[Records from a data collection]
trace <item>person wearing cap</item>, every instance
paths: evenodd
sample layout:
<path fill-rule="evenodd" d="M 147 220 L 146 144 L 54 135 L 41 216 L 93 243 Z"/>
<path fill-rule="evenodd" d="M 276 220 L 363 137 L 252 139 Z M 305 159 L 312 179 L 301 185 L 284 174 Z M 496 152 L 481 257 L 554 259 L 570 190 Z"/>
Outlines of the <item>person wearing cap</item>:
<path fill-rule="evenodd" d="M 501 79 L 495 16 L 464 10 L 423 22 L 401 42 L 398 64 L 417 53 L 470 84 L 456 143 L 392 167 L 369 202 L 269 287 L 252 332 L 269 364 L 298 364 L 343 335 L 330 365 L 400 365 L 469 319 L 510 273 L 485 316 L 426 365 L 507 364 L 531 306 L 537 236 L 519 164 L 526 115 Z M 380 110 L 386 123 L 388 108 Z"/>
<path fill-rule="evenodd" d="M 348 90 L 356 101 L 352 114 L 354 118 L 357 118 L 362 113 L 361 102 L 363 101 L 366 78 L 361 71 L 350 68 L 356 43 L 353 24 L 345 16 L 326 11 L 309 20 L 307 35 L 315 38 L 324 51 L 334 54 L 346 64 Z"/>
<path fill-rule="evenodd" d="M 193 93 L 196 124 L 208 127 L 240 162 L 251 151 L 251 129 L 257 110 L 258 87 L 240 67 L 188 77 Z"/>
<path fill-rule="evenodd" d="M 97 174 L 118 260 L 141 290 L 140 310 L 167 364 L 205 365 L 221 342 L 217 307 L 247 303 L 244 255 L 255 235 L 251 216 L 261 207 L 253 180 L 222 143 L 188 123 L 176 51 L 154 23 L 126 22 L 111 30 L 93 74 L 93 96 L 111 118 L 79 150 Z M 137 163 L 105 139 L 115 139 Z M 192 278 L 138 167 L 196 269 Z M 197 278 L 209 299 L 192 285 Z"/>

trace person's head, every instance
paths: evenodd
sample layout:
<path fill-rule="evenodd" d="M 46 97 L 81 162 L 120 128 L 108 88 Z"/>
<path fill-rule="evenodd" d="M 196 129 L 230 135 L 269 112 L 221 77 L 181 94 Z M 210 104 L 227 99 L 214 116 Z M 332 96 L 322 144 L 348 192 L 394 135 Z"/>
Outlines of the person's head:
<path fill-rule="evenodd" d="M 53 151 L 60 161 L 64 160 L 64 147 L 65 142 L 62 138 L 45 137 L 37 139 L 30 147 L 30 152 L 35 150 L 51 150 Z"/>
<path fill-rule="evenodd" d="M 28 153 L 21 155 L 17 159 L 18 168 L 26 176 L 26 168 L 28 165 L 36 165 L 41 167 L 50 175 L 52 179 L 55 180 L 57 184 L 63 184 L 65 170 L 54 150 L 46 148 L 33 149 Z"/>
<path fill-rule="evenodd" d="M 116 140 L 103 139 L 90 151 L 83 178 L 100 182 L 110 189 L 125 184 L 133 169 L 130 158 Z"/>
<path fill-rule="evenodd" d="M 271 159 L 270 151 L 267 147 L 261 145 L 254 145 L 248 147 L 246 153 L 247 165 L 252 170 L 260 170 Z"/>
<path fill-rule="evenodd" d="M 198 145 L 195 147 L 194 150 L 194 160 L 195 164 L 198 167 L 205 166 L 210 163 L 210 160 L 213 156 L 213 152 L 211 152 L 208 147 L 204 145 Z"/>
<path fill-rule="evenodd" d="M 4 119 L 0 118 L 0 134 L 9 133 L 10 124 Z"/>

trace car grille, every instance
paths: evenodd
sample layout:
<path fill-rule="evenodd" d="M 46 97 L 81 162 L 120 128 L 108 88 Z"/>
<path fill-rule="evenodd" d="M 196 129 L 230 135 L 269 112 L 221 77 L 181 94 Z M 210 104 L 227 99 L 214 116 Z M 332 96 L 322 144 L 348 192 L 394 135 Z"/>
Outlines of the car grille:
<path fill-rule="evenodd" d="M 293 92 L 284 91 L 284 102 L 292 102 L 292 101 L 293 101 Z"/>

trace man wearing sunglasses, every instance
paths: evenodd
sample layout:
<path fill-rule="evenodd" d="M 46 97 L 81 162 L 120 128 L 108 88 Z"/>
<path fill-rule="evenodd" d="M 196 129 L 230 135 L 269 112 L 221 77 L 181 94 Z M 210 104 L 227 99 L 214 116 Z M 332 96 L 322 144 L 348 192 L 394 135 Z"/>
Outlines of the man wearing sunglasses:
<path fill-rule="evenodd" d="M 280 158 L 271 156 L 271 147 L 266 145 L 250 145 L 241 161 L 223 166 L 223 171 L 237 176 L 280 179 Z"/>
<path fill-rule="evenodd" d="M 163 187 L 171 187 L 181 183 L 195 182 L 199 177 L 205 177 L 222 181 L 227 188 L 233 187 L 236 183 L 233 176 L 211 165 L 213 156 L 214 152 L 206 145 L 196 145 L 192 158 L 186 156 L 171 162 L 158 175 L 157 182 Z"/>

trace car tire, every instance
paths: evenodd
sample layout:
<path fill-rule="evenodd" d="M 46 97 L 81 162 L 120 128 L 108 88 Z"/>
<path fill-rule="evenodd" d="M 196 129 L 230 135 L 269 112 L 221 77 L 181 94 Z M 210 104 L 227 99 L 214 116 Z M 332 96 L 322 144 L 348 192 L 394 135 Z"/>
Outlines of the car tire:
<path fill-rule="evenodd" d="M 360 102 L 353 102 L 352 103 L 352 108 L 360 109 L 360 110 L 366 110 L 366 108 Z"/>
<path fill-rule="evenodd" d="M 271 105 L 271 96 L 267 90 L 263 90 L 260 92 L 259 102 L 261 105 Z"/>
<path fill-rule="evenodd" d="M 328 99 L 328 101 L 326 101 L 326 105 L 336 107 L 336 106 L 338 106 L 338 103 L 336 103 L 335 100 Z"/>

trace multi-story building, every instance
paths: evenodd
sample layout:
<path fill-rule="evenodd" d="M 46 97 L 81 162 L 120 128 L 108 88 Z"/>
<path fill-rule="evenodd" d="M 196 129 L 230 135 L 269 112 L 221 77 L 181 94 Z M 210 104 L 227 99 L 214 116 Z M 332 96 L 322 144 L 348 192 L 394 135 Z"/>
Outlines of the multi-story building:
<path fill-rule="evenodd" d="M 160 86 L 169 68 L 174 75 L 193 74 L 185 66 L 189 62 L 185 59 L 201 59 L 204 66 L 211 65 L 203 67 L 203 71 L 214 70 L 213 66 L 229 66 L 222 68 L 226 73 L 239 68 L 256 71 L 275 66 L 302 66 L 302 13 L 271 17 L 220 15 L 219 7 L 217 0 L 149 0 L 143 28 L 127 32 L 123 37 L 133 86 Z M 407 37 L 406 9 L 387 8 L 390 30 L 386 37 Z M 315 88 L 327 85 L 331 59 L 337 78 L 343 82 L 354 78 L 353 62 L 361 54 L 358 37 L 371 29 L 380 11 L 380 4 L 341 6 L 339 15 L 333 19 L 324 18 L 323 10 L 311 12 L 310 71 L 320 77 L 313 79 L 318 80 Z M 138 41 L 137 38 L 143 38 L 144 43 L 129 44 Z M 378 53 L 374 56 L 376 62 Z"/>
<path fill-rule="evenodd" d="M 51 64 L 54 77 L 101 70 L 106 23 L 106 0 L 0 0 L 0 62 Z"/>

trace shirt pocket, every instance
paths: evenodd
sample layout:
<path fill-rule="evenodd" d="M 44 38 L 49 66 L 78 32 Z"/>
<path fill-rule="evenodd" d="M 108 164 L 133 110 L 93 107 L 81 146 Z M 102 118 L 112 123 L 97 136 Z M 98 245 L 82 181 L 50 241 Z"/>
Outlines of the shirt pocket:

REQUIRED WORK: Write out every record verbatim.

FULL SOLUTION:
trace <item>person wearing cap</item>, every instance
paths: evenodd
sample layout:
<path fill-rule="evenodd" d="M 147 220 L 146 144 L 54 135 L 41 216 L 93 243 Z"/>
<path fill-rule="evenodd" d="M 276 220 L 363 137 L 252 139 Z M 305 159 L 312 179 L 301 185 L 284 174 Z M 496 152 L 481 257 L 554 259 L 570 190 Z"/>
Outlines of the <item>person wearing cap</item>:
<path fill-rule="evenodd" d="M 501 79 L 495 16 L 464 10 L 423 22 L 401 42 L 398 64 L 417 53 L 470 84 L 456 143 L 392 167 L 369 202 L 269 287 L 252 332 L 269 364 L 298 364 L 343 335 L 330 365 L 400 365 L 469 319 L 510 273 L 485 316 L 426 365 L 507 364 L 531 306 L 537 236 L 519 164 L 526 115 Z M 380 110 L 386 123 L 388 108 Z"/>
<path fill-rule="evenodd" d="M 348 90 L 356 101 L 352 114 L 354 118 L 357 118 L 362 113 L 361 102 L 363 101 L 366 78 L 361 71 L 350 68 L 356 43 L 353 24 L 345 16 L 326 11 L 309 20 L 307 35 L 315 38 L 324 51 L 334 54 L 346 64 Z"/>
<path fill-rule="evenodd" d="M 193 93 L 196 124 L 208 127 L 240 162 L 251 151 L 251 129 L 257 110 L 258 87 L 240 67 L 188 77 Z"/>
<path fill-rule="evenodd" d="M 97 174 L 118 260 L 141 290 L 140 310 L 167 364 L 205 365 L 221 342 L 217 307 L 247 303 L 244 255 L 255 235 L 251 216 L 261 207 L 253 180 L 222 143 L 188 123 L 176 51 L 154 23 L 126 22 L 111 30 L 93 74 L 93 96 L 111 118 L 79 150 Z M 137 163 L 105 139 L 115 139 Z M 192 278 L 138 167 L 196 269 Z M 197 278 L 209 299 L 192 285 Z"/>

trace person's head, every instance
paths: evenodd
sample layout:
<path fill-rule="evenodd" d="M 46 97 L 81 162 L 120 128 L 108 88 Z"/>
<path fill-rule="evenodd" d="M 196 129 L 230 135 L 269 112 L 221 77 L 181 94 Z M 210 104 L 227 99 L 214 116 Z M 332 96 L 322 144 L 348 192 L 394 135 Z"/>
Outlines of the person's head:
<path fill-rule="evenodd" d="M 53 151 L 60 161 L 64 160 L 64 147 L 65 142 L 62 138 L 45 137 L 37 139 L 30 147 L 30 152 L 35 150 L 51 150 Z"/>
<path fill-rule="evenodd" d="M 28 153 L 21 155 L 17 159 L 18 168 L 26 176 L 26 168 L 28 165 L 36 165 L 41 167 L 50 175 L 52 179 L 55 180 L 57 184 L 63 184 L 65 170 L 54 150 L 46 148 L 33 149 Z"/>
<path fill-rule="evenodd" d="M 116 140 L 103 139 L 90 151 L 83 178 L 100 182 L 110 189 L 125 184 L 133 169 L 130 158 Z"/>
<path fill-rule="evenodd" d="M 271 159 L 270 151 L 267 147 L 261 145 L 254 145 L 248 147 L 246 153 L 247 165 L 252 170 L 260 170 Z"/>
<path fill-rule="evenodd" d="M 198 145 L 195 147 L 194 150 L 194 160 L 195 164 L 198 167 L 205 166 L 210 163 L 210 160 L 213 156 L 213 152 L 211 152 L 208 147 L 204 145 Z"/>
<path fill-rule="evenodd" d="M 4 119 L 0 118 L 0 134 L 9 133 L 10 124 Z"/>

trace car grille, every instance
paths: evenodd
sample layout:
<path fill-rule="evenodd" d="M 46 97 L 81 162 L 120 128 L 108 88 Z"/>
<path fill-rule="evenodd" d="M 196 129 L 230 135 L 269 112 L 221 77 L 181 94 Z M 210 104 L 227 99 L 214 116 Z M 332 96 L 322 144 L 348 192 L 394 135 Z"/>
Outlines of the car grille:
<path fill-rule="evenodd" d="M 293 92 L 284 91 L 284 102 L 292 102 L 292 101 L 293 101 Z"/>

trace man wearing sunglasses, every instance
paths: evenodd
sample layout:
<path fill-rule="evenodd" d="M 46 97 L 81 162 L 120 128 L 108 88 Z"/>
<path fill-rule="evenodd" d="M 196 129 L 230 135 L 269 112 L 221 77 L 181 94 Z M 210 104 L 227 99 L 214 116 Z M 332 96 L 322 144 L 348 192 L 394 135 Z"/>
Outlines of the man wearing sunglasses:
<path fill-rule="evenodd" d="M 280 158 L 271 156 L 271 147 L 266 145 L 250 145 L 241 161 L 223 166 L 223 171 L 237 176 L 280 179 Z"/>
<path fill-rule="evenodd" d="M 163 187 L 171 187 L 181 183 L 195 182 L 199 177 L 205 177 L 222 181 L 227 188 L 233 187 L 236 183 L 233 176 L 211 165 L 213 156 L 214 152 L 206 145 L 196 145 L 192 158 L 186 156 L 171 162 L 158 175 L 157 182 Z"/>

trace car tire, every instance
paths: evenodd
sample layout:
<path fill-rule="evenodd" d="M 46 97 L 81 162 L 120 128 L 108 88 Z"/>
<path fill-rule="evenodd" d="M 196 129 L 230 135 L 269 112 L 221 77 L 181 94 Z M 210 104 L 227 99 L 214 116 Z M 332 96 L 322 144 L 348 192 L 394 135 Z"/>
Outlines of the car tire:
<path fill-rule="evenodd" d="M 360 102 L 353 102 L 352 103 L 352 108 L 360 109 L 360 110 L 366 110 L 366 108 Z"/>
<path fill-rule="evenodd" d="M 271 105 L 271 96 L 267 90 L 263 90 L 260 92 L 259 102 L 261 105 Z"/>
<path fill-rule="evenodd" d="M 328 99 L 328 101 L 326 101 L 326 105 L 336 107 L 336 106 L 338 106 L 338 103 L 336 103 L 335 100 Z"/>

trace multi-story building, every instance
paths: evenodd
sample layout:
<path fill-rule="evenodd" d="M 46 97 L 81 162 L 120 128 L 108 88 Z"/>
<path fill-rule="evenodd" d="M 196 129 L 230 135 L 269 112 L 221 77 L 181 94 Z M 210 104 L 227 99 L 214 116 Z M 332 96 L 322 144 L 348 192 L 394 135 Z"/>
Outlines of the multi-story building:
<path fill-rule="evenodd" d="M 160 86 L 169 68 L 174 75 L 193 74 L 185 66 L 189 62 L 185 59 L 201 59 L 204 66 L 211 65 L 203 67 L 203 71 L 214 70 L 213 66 L 229 66 L 222 68 L 226 73 L 239 68 L 256 71 L 275 66 L 302 66 L 302 13 L 271 17 L 220 15 L 219 7 L 217 0 L 149 0 L 143 28 L 127 32 L 123 37 L 133 86 Z M 407 37 L 406 9 L 387 8 L 390 30 L 386 37 Z M 315 88 L 327 85 L 331 59 L 337 78 L 343 82 L 354 78 L 353 62 L 361 54 L 358 37 L 371 29 L 380 11 L 380 4 L 341 6 L 339 15 L 333 19 L 324 18 L 323 10 L 311 12 L 310 71 L 320 77 L 313 79 L 318 80 Z M 138 41 L 137 38 L 143 38 L 144 43 L 129 44 Z M 378 53 L 374 56 L 376 62 Z"/>
<path fill-rule="evenodd" d="M 51 64 L 54 77 L 101 70 L 106 23 L 106 0 L 0 0 L 0 62 Z"/>

trace shirt pocket, every instance
paths: evenodd
sample layout:
<path fill-rule="evenodd" d="M 44 38 L 49 66 L 78 32 Z"/>
<path fill-rule="evenodd" d="M 108 164 L 133 110 L 93 107 L 81 146 Z M 102 118 L 112 123 L 97 136 Z M 98 245 L 82 181 L 50 241 Z"/>
Outlines of the shirt pocket:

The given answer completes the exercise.